取り組む問題 |
下の引用文から、「我々はフレームではない。」から「そのように、私達は当てはめたすべてを体験というフレームで認識をしている。」までの部分を一字も変えずに抜き出して返してください。

───── 引用文 ─────

柄杓の中身


我々はフレームではない。
そして我々はフレームでいていい。

覚醒して生きることの本質は地球体験体験なのではと思った。
誤植ではない。
地球で生きるという体験を"体験"することだ。

初めて"見る"や"聞く"をした赤ん坊が、ただそれを深く感じるままでいるように。
同様に"思考する"ということを体験するという感覚を体験することができる。

机や椅子が、対象に対するフレームであるように、意思や思考も一つのフレームだ。
そのように、私達は当てはめたすべてを体験というフレームで認識をしている。

フレームは形のない世界から、そこにある何かを汲み出すための柄杓みたいなもの。
そうやって私達は世界に形や意味を与えてきた。

一つずつ色や形を得たものが、五感を通して実感(実体かどうかを問わない)を持ち、思考を通して意味と連続性を与えられ、世界は自分の物語を紡ぐ舞台になる。

限りなく余分を削ぎ落として、赤ん坊のように体験に深くただある。
体験を受容して逆らわず、一切の抵抗を止めてみる。
フレームをフレームだと知り、なおそれも体験の一部だと味わう。

今のところそれを私は観照と呼んでいる。
柄杓に汲んだ形のない何かがなんであれ、すべてを見送ったら、結局最後まで残るのは二つだけだった。

"ありがとう"
"あいしてる"

結局最後まで残ったそのフレームだけが、柄杓の中身を最も透明な質で表現していた。
宇宙が一つの源に還るなら、多分それが世界を創る元素みたいなものだろう。


すべてを分解して一つに戻す。
私達はまた、それを集めて再構築して世界を創る。

───── 集めた資料 ─────

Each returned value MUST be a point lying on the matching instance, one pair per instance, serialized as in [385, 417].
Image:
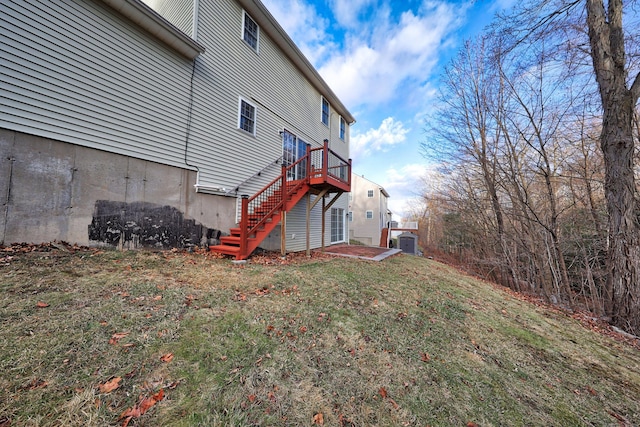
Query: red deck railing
[320, 168]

─────

結果 |
我々はフレームではない。
そして我々はフレームでいていい。

覚醒して生きることの本質は地球体験体験なのではと思った。
誤植ではない。
地球で生きるという体験を"体験"することだ。

初めて"見る"や"聞く"をした赤ん坊が、ただそれを深く感じるままでいるように。
同様に"思考する"ということを体験するという感覚を体験することができる。

机や椅子が、対象に対するフレームであるように、意思や思考も一つのフレームだ。
そのように、私達は当てはめたすべてを体験というフレームで認識をしている。